▶ _Exercise_
Every record below should appear in your answer, copied exactly.

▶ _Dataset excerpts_
++++++

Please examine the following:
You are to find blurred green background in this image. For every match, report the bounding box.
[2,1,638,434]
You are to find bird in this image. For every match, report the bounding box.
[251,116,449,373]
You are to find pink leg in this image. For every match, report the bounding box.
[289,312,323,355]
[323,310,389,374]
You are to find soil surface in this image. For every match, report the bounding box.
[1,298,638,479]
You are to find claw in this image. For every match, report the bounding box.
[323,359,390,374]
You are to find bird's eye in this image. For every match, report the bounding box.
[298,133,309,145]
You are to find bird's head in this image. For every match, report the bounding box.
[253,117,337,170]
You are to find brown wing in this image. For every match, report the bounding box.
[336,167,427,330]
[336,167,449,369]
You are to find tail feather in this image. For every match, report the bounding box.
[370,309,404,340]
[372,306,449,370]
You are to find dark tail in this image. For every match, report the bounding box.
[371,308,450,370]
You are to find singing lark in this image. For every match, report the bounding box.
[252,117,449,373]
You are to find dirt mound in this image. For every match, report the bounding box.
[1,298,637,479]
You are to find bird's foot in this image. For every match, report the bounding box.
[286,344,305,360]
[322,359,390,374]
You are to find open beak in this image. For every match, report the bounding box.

++++++

▶ _Answer section_
Please examine the following:
You are to find blurred green background in this image. For every match, report the bounding box.
[2,1,638,434]
You are to find bird in this image. For every match, report the bounding box.
[251,116,449,373]
You are to find pink leg in this image. For every match, report the bounding box.
[289,312,323,355]
[323,310,389,374]
You are to find soil surface in this image. For every match, report the bounding box.
[1,298,638,479]
You are to find claw in this image. For every match, report the bounding box.
[323,359,390,374]
You are to find bird's eye in this image. For every match, report the bounding box.
[298,133,309,145]
You are to find bird's head in this image. For every match, report the bounding box.
[253,117,337,170]
You are to find brown wing in this image. For every match, report the bounding box.
[336,167,427,330]
[336,167,449,369]
You are to find tail feather in this image. For every match, report the bounding box.
[370,309,404,340]
[372,306,449,370]
You are to find dark tail in this image. For every match, report the bounding box.
[371,308,450,370]
You are to find singing lark in this image. For every match, report the bounding box.
[252,117,449,373]
You are to find dirt mound in this image. For every match, report the bounding box.
[1,298,637,479]
You are to find bird's foot in this image. For every match, report the bounding box.
[286,344,305,360]
[322,359,390,374]
You are to find open beak in this image. For every match, report the bounding box.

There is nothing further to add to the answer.